begin

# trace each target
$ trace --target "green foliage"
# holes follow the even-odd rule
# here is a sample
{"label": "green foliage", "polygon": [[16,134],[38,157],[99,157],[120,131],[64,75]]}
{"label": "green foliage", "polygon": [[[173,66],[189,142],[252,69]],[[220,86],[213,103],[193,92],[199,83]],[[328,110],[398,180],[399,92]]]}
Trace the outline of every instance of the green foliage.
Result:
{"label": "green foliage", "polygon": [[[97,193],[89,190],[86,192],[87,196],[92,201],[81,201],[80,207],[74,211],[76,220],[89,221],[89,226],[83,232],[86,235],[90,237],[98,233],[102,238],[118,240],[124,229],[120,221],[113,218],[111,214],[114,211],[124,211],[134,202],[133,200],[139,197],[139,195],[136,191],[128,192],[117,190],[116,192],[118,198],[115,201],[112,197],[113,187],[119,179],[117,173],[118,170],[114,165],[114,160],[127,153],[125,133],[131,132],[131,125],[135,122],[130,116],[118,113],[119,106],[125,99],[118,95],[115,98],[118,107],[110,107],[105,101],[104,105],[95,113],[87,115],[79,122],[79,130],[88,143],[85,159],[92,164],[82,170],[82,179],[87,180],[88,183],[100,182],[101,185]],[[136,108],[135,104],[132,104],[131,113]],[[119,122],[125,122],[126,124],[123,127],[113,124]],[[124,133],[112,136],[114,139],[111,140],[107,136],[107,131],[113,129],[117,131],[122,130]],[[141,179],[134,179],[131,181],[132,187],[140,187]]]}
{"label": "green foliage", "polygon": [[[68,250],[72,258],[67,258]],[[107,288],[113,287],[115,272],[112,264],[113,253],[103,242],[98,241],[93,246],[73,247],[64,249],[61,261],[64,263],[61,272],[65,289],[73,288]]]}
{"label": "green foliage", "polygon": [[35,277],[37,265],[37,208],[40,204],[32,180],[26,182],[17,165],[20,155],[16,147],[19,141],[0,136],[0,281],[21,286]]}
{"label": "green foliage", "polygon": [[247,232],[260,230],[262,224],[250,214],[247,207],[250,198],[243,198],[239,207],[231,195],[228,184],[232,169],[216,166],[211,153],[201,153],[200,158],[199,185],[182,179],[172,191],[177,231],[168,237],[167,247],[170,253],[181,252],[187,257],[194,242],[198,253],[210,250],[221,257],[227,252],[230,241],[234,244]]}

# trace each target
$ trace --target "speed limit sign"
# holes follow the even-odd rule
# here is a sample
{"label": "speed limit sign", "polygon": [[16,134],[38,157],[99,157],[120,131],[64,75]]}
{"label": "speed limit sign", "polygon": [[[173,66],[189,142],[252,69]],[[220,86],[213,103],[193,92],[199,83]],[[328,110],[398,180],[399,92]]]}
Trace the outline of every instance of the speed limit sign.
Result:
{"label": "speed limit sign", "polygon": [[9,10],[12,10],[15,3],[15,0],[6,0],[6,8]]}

end

Repeat every line of the records above exactly.

# trace each target
$ trace --target "green foliage"
# holes follow the even-odd rule
# here is a sample
{"label": "green foliage", "polygon": [[16,134],[38,157],[99,157],[120,131],[64,75]]}
{"label": "green foliage", "polygon": [[[173,66],[189,142],[252,69]],[[220,86],[213,103],[193,92],[199,83]],[[328,110],[398,180],[399,92]]]}
Trace the outline of every instance of the green foliage.
Result:
{"label": "green foliage", "polygon": [[[97,193],[89,190],[86,192],[87,196],[92,201],[81,201],[80,207],[74,211],[76,220],[89,221],[89,226],[83,232],[86,235],[90,237],[98,233],[102,238],[118,240],[124,229],[120,221],[113,218],[111,214],[114,211],[124,211],[134,202],[133,200],[139,197],[139,195],[136,191],[128,192],[117,190],[116,192],[118,198],[115,201],[112,197],[113,187],[119,179],[117,173],[118,170],[114,165],[114,160],[127,153],[125,133],[131,132],[131,125],[135,122],[130,116],[118,113],[119,106],[125,99],[118,95],[115,98],[118,107],[110,107],[105,101],[104,105],[95,113],[87,115],[79,122],[79,130],[88,143],[85,159],[92,164],[82,170],[82,179],[87,180],[88,183],[100,182],[101,185]],[[136,108],[135,104],[132,104],[131,113]],[[119,122],[125,122],[126,124],[123,127],[113,124]],[[124,133],[112,136],[114,139],[111,140],[107,136],[107,131],[113,129],[117,131],[122,130]],[[141,179],[134,179],[131,181],[132,187],[140,187]]]}
{"label": "green foliage", "polygon": [[[68,250],[72,258],[67,258]],[[107,288],[113,287],[115,272],[112,264],[113,253],[103,242],[98,241],[93,246],[73,247],[64,249],[61,261],[64,263],[61,272],[65,289],[73,288]]]}
{"label": "green foliage", "polygon": [[35,277],[37,265],[37,208],[40,204],[32,180],[26,182],[17,165],[20,155],[16,147],[19,141],[0,136],[0,281],[21,286]]}
{"label": "green foliage", "polygon": [[247,232],[260,230],[262,224],[250,214],[247,207],[250,198],[243,198],[239,207],[231,195],[228,184],[232,169],[216,166],[211,153],[201,153],[200,158],[199,185],[182,179],[172,191],[177,231],[168,237],[167,247],[170,253],[181,252],[187,257],[194,242],[198,253],[210,250],[221,257],[227,252],[230,241],[234,244]]}

# trace each target
$ trace --target "speed limit sign"
# holes follow the even-odd rule
# here is a sample
{"label": "speed limit sign", "polygon": [[16,134],[38,157],[99,157],[120,131],[64,75]]}
{"label": "speed limit sign", "polygon": [[[173,66],[189,142],[252,69]],[[220,86],[213,103],[193,92],[199,83]],[[328,110],[398,180],[399,92]]]}
Trace the outline of every instance of the speed limit sign.
Result:
{"label": "speed limit sign", "polygon": [[9,10],[12,10],[15,3],[15,0],[6,0],[6,8]]}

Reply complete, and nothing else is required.